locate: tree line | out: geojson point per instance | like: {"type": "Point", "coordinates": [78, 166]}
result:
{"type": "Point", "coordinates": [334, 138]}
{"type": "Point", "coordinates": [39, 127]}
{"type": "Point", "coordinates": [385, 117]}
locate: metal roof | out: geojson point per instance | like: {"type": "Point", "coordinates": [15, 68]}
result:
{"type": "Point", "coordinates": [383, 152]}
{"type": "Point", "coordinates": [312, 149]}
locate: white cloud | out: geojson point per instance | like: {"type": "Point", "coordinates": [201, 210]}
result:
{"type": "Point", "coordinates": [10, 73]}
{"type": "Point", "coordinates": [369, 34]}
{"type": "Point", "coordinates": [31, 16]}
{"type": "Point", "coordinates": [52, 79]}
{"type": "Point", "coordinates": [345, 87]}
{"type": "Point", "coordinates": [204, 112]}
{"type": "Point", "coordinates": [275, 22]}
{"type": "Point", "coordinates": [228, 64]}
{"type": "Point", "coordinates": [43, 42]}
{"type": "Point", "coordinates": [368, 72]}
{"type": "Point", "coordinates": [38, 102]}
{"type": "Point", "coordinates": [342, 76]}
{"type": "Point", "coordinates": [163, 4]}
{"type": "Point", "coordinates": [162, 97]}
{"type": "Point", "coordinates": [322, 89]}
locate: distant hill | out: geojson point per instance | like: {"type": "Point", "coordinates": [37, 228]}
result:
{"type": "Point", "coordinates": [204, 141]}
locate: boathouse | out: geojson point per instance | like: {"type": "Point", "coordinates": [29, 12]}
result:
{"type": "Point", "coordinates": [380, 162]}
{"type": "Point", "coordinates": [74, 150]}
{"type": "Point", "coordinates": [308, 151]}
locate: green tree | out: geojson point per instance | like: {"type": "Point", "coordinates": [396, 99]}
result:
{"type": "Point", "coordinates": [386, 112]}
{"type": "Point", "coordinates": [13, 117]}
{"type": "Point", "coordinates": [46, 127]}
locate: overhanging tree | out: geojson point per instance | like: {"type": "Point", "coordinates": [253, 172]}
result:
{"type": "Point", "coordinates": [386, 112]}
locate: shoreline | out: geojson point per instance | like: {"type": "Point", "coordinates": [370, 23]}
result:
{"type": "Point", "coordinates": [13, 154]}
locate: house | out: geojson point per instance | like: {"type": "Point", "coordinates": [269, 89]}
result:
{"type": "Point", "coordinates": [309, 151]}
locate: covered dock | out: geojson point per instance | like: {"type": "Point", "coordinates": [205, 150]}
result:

━━━━━━━━━━━━━━━━

**Request**
Rewrite all the items above, changing every "locate" to "find" and leaving everything else as it is.

**Right answer**
find: tree line | out: geojson point per instance | like: {"type": "Point", "coordinates": [78, 166]}
result:
{"type": "Point", "coordinates": [334, 138]}
{"type": "Point", "coordinates": [39, 127]}
{"type": "Point", "coordinates": [385, 117]}
find: metal roof | out: geojson point per instance | like: {"type": "Point", "coordinates": [15, 68]}
result:
{"type": "Point", "coordinates": [383, 152]}
{"type": "Point", "coordinates": [312, 149]}
find: white cloud | out: geojson point per instance | like: {"type": "Point", "coordinates": [201, 210]}
result:
{"type": "Point", "coordinates": [10, 73]}
{"type": "Point", "coordinates": [369, 34]}
{"type": "Point", "coordinates": [31, 16]}
{"type": "Point", "coordinates": [52, 79]}
{"type": "Point", "coordinates": [345, 87]}
{"type": "Point", "coordinates": [204, 112]}
{"type": "Point", "coordinates": [275, 22]}
{"type": "Point", "coordinates": [228, 64]}
{"type": "Point", "coordinates": [43, 42]}
{"type": "Point", "coordinates": [368, 72]}
{"type": "Point", "coordinates": [38, 102]}
{"type": "Point", "coordinates": [342, 76]}
{"type": "Point", "coordinates": [163, 4]}
{"type": "Point", "coordinates": [162, 97]}
{"type": "Point", "coordinates": [322, 89]}
find: distant hill | out: geojson point per instance | like: {"type": "Point", "coordinates": [37, 228]}
result:
{"type": "Point", "coordinates": [204, 141]}
find: boathouse | out: geojson point per instance | like: {"type": "Point", "coordinates": [29, 12]}
result:
{"type": "Point", "coordinates": [380, 162]}
{"type": "Point", "coordinates": [74, 150]}
{"type": "Point", "coordinates": [308, 151]}
find: green tree | out: geojson point per instance | like: {"type": "Point", "coordinates": [396, 99]}
result:
{"type": "Point", "coordinates": [386, 112]}
{"type": "Point", "coordinates": [13, 117]}
{"type": "Point", "coordinates": [46, 127]}
find: overhanging tree | out: geojson point per instance | like: {"type": "Point", "coordinates": [253, 172]}
result:
{"type": "Point", "coordinates": [386, 112]}
find: shoreline | out: geojson point per instance | like: {"type": "Point", "coordinates": [370, 23]}
result:
{"type": "Point", "coordinates": [13, 154]}
find: house | out: geojson point per instance | like: {"type": "Point", "coordinates": [269, 89]}
result:
{"type": "Point", "coordinates": [309, 151]}
find: covered dock | out: geojson point per instance | like: {"type": "Point", "coordinates": [205, 150]}
result:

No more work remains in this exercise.